▶ _What the task asks_:
Restate the records so that not a single word differs.

▶ _Data for this task_:
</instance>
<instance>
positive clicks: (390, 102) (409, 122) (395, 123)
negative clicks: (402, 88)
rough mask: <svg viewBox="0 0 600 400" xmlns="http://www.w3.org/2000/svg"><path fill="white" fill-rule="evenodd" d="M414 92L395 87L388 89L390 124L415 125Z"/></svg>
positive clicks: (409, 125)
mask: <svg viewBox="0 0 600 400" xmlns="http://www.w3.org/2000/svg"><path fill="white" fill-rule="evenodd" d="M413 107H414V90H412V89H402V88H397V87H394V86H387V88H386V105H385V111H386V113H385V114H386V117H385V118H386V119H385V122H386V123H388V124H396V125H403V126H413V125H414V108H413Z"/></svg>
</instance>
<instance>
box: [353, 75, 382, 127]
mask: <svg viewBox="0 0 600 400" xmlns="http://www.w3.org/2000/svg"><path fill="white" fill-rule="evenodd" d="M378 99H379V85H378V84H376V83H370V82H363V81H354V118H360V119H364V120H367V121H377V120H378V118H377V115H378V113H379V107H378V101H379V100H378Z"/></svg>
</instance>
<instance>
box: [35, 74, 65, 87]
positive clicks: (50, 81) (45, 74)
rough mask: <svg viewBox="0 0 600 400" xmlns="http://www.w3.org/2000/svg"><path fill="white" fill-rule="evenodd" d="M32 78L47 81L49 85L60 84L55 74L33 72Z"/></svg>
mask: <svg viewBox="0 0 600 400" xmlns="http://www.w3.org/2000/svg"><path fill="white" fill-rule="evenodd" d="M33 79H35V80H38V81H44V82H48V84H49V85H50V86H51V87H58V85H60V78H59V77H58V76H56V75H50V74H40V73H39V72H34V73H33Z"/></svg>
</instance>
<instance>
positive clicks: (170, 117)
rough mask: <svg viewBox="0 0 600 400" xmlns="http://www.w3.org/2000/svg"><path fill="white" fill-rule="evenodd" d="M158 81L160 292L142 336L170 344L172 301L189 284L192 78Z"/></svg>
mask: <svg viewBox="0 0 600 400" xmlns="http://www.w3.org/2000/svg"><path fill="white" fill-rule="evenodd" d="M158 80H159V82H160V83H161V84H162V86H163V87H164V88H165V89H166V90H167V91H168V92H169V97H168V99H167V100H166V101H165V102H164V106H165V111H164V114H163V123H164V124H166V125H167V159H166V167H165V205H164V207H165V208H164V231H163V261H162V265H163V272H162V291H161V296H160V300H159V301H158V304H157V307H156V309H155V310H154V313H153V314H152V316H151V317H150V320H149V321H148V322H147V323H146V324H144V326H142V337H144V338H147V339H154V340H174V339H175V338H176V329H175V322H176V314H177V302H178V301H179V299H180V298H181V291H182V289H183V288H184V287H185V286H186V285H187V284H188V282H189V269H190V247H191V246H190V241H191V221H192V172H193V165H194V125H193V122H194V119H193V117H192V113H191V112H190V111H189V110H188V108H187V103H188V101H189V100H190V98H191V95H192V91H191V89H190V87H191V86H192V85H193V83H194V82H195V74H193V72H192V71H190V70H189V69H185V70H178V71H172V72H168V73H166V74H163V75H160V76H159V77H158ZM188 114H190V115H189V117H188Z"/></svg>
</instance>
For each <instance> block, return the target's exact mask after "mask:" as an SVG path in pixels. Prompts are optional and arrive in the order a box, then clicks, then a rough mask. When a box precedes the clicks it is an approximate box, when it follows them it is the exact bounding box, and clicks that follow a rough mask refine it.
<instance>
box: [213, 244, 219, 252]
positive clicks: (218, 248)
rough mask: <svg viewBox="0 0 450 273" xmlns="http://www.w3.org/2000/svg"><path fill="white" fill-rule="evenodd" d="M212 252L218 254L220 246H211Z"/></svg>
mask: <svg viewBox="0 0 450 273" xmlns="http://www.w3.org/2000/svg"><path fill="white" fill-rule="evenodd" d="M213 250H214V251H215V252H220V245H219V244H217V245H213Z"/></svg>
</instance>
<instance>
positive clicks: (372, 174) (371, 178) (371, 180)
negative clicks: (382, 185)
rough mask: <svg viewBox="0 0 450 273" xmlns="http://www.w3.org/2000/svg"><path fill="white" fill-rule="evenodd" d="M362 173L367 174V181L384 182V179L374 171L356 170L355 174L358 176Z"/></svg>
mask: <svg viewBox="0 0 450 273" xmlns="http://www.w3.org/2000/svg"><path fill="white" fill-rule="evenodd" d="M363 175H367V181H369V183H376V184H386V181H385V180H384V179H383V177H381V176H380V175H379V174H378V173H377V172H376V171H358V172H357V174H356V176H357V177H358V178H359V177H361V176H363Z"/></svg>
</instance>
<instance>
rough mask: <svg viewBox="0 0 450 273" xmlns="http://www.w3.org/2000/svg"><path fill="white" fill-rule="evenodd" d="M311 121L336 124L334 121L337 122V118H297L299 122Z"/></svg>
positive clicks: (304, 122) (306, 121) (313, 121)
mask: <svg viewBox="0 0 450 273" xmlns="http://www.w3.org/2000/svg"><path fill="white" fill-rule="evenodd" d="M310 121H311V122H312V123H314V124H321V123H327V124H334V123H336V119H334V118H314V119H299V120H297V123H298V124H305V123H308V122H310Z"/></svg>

▶ _Expected answer_:
</instance>
<instance>
positive clicks: (390, 102) (409, 122) (395, 123)
negative clicks: (402, 88)
rough mask: <svg viewBox="0 0 600 400" xmlns="http://www.w3.org/2000/svg"><path fill="white" fill-rule="evenodd" d="M414 92L395 87L388 89L390 124L415 125Z"/></svg>
positive clicks: (409, 125)
mask: <svg viewBox="0 0 600 400" xmlns="http://www.w3.org/2000/svg"><path fill="white" fill-rule="evenodd" d="M413 107H414V90H412V89H402V88H397V87H394V86H387V88H386V105H385V111H386V113H385V114H386V117H385V118H386V119H385V122H386V123H388V124H396V125H403V126H413V125H414V108H413Z"/></svg>
</instance>
<instance>
box: [353, 75, 382, 127]
mask: <svg viewBox="0 0 600 400" xmlns="http://www.w3.org/2000/svg"><path fill="white" fill-rule="evenodd" d="M378 99H379V85H378V84H376V83H370V82H363V81H354V118H360V119H364V120H367V121H377V120H378V118H377V115H378V113H379V107H378V101H379V100H378Z"/></svg>
</instance>
<instance>
box: [35, 74, 65, 87]
positive clicks: (50, 81) (45, 74)
rough mask: <svg viewBox="0 0 600 400" xmlns="http://www.w3.org/2000/svg"><path fill="white" fill-rule="evenodd" d="M32 78L47 81L49 85L60 84L55 74L33 72Z"/></svg>
mask: <svg viewBox="0 0 600 400" xmlns="http://www.w3.org/2000/svg"><path fill="white" fill-rule="evenodd" d="M33 79H35V80H38V81H44V82H48V84H49V85H50V86H51V87H58V85H60V78H59V77H58V76H56V75H50V74H40V73H39V72H34V73H33Z"/></svg>
</instance>
<instance>
positive clicks: (170, 117)
rough mask: <svg viewBox="0 0 600 400" xmlns="http://www.w3.org/2000/svg"><path fill="white" fill-rule="evenodd" d="M158 81L160 292L142 336L170 344L172 301L189 284L192 78Z"/></svg>
mask: <svg viewBox="0 0 600 400" xmlns="http://www.w3.org/2000/svg"><path fill="white" fill-rule="evenodd" d="M158 80H159V82H160V83H161V84H162V86H163V87H164V88H165V89H166V90H167V91H168V92H169V97H168V99H167V100H166V101H165V102H164V106H165V111H164V114H163V123H164V124H166V125H167V159H166V167H165V205H164V207H165V208H164V231H163V261H162V265H163V272H162V291H161V296H160V300H159V301H158V304H157V307H156V309H155V310H154V313H153V314H152V316H151V317H150V320H149V321H148V322H147V323H146V324H144V326H142V337H144V338H147V339H154V340H174V339H175V338H176V329H175V322H176V314H177V302H178V301H179V299H180V298H181V291H182V289H183V288H184V287H185V286H186V285H187V284H188V282H189V269H190V247H191V246H190V241H191V221H192V172H193V165H194V125H193V122H194V119H193V117H192V113H191V112H190V111H189V110H188V108H187V103H188V101H189V100H190V98H191V95H192V91H191V89H190V87H191V86H192V85H193V83H194V82H195V74H193V72H192V71H190V70H189V69H185V70H178V71H172V72H168V73H166V74H163V75H160V76H159V77H158ZM188 114H190V115H189V117H188Z"/></svg>
</instance>
For each <instance> block, return the target's exact mask after "mask:" as an SVG path in pixels. Prompts are optional and arrive in the order a box, then clicks, then a rough mask. When a box precedes the clicks it is an approximate box, when it follows them it is the exact bounding box, and clicks that follow a rough mask refine it.
<instance>
box: [213, 244, 219, 252]
positive clicks: (218, 248)
rough mask: <svg viewBox="0 0 450 273" xmlns="http://www.w3.org/2000/svg"><path fill="white" fill-rule="evenodd" d="M212 252L218 254L220 246H211Z"/></svg>
mask: <svg viewBox="0 0 450 273" xmlns="http://www.w3.org/2000/svg"><path fill="white" fill-rule="evenodd" d="M213 250H214V251H215V252H220V245H219V244H217V245H213Z"/></svg>
</instance>
<instance>
positive clicks: (372, 174) (371, 178) (371, 180)
negative clicks: (382, 185)
rough mask: <svg viewBox="0 0 450 273" xmlns="http://www.w3.org/2000/svg"><path fill="white" fill-rule="evenodd" d="M362 173L367 174V181L384 182V179L374 171L356 170L355 174L358 176Z"/></svg>
mask: <svg viewBox="0 0 450 273" xmlns="http://www.w3.org/2000/svg"><path fill="white" fill-rule="evenodd" d="M363 175H367V181H369V183H376V184H386V181H385V180H384V179H383V177H381V176H380V175H379V174H378V173H377V172H376V171H358V172H357V174H356V176H357V177H358V178H359V177H361V176H363Z"/></svg>
</instance>
<instance>
rough mask: <svg viewBox="0 0 450 273" xmlns="http://www.w3.org/2000/svg"><path fill="white" fill-rule="evenodd" d="M311 121L336 124L334 121L337 122V118H297L299 122Z"/></svg>
positive clicks: (304, 122) (306, 121) (313, 121)
mask: <svg viewBox="0 0 450 273" xmlns="http://www.w3.org/2000/svg"><path fill="white" fill-rule="evenodd" d="M310 121H311V122H312V123H314V124H321V123H327V124H334V123H336V119H334V118H314V119H299V120H297V123H298V124H305V123H308V122H310Z"/></svg>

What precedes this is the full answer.